Stored entries:
- Opening Delimiter -
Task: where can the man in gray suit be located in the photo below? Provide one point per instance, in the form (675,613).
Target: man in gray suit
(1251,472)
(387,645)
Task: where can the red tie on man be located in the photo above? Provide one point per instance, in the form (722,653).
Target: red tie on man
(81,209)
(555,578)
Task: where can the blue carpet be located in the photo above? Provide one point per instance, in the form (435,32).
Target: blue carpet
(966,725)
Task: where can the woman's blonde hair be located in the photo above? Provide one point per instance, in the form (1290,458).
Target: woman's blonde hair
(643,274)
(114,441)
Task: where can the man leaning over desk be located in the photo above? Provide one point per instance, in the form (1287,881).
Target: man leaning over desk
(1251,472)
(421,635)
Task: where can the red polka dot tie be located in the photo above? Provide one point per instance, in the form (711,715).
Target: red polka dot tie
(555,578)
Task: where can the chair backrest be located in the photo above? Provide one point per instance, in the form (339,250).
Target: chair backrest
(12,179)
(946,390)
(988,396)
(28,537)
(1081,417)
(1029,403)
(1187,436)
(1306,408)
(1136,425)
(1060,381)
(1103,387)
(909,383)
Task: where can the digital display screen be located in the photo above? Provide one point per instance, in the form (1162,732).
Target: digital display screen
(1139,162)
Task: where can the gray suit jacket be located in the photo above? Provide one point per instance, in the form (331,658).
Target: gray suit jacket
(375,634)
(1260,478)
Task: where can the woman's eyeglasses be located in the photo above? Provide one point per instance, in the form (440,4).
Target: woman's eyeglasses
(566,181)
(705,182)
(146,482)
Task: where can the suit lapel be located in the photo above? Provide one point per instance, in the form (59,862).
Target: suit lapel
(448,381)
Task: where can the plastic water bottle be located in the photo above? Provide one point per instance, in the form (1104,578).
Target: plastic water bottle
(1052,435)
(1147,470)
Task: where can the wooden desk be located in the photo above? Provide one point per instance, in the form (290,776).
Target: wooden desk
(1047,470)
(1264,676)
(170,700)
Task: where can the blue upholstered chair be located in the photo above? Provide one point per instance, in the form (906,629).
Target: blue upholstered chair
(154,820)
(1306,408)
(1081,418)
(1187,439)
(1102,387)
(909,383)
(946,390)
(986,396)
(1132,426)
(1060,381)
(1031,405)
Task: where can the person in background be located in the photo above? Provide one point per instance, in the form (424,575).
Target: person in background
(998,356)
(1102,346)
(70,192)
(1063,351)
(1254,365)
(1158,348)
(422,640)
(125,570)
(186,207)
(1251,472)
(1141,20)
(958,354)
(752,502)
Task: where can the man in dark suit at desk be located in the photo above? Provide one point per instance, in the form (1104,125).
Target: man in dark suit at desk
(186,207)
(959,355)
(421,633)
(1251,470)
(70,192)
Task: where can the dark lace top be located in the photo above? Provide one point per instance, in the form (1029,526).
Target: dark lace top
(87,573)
- Closing Delimiter -
YOUR GOAL: Each line above should be copied exactly, with no line missing.

RESULT:
Task: where can the man in gray suit be located in the photo below? Provide one point per instance, in the form (675,613).
Target: man in gray suit
(1251,472)
(387,645)
Task: where can the red tie on man be located in the photo above? Provide one point per instance, in the form (722,653).
Target: red tie on man
(81,209)
(555,578)
Task: where can the blue carpet be located in the photo above? Provide one point per instance, in the form (435,32).
Target: blue carpet
(966,725)
Task: where can the woman's blonde hair be located in the photo above? Provide one point per instance, in the form (1290,458).
Target: woman's blonde hair
(643,274)
(114,441)
Task: where can the man leaning over desk be located in the photo above? Provide one point per instance, in the form (1287,881).
Target: man leaning over desk
(1251,472)
(421,635)
Task: where can the red polka dot tie be located in the photo above? Provide one point per instance, in the form (711,715).
Target: red polka dot tie
(555,578)
Task: where can the chair backrest be located in the photo above? Provide one point per instance, in the form (339,250).
Target: chair backrest
(12,179)
(946,390)
(988,396)
(28,537)
(1081,417)
(1029,403)
(1187,436)
(1306,408)
(1136,425)
(1060,381)
(1103,387)
(909,383)
Task: where can the digital display screen be located in the photo above? Provide one point per instance, in the form (1162,732).
Target: digital display screen
(1139,162)
Task: where can the gray suit jacket be located in the photo above? Provide one point per instance, in the form (331,658).
Target: gray suit jacket
(375,634)
(1260,478)
Task: where can the woman's eyeglasses be located in the photo above? Provide one point per instance, in the form (440,4).
Target: woman's eyeglasses
(566,181)
(705,182)
(146,482)
Task: where can the suit lapel be located in the photo above? Provide one point per instance, in the form (59,862).
Target: suit lapel
(448,381)
Task: where can the plastic water bottle be located in the photo above? Provide one point per instance, in the form (1104,578).
Target: plastic water bottle
(1052,435)
(1147,470)
Task: where can the wooden desk be located in the photo above? Provide one point per instance, in the form (290,776).
Target: wooden desk
(1047,470)
(1264,676)
(170,700)
Task: where can the blue upholstered chair be located in the photo above? Provide one point per instance, in the form (906,629).
Target: blue upholstered chair
(154,820)
(1306,408)
(1081,418)
(1187,439)
(1102,387)
(909,383)
(946,390)
(986,396)
(1132,426)
(1060,381)
(1031,405)
Task: where can the person in background be located in the photo above? Provide one point per instance, in the form (424,575).
Target: person in background
(998,356)
(1102,346)
(70,192)
(1063,351)
(1254,365)
(1158,348)
(422,640)
(125,570)
(186,207)
(1251,472)
(1141,20)
(958,354)
(752,502)
Task: where can the man in dark suit at desk be located in the photo above? Provide one point per instance, in the form (1104,125).
Target: man in dark suit at desk
(186,207)
(959,355)
(421,633)
(1251,470)
(70,192)
Task: where can the dark lace top be located in the photo above? Provide one point per instance, in the form (1029,526).
Target: dark lace top
(87,573)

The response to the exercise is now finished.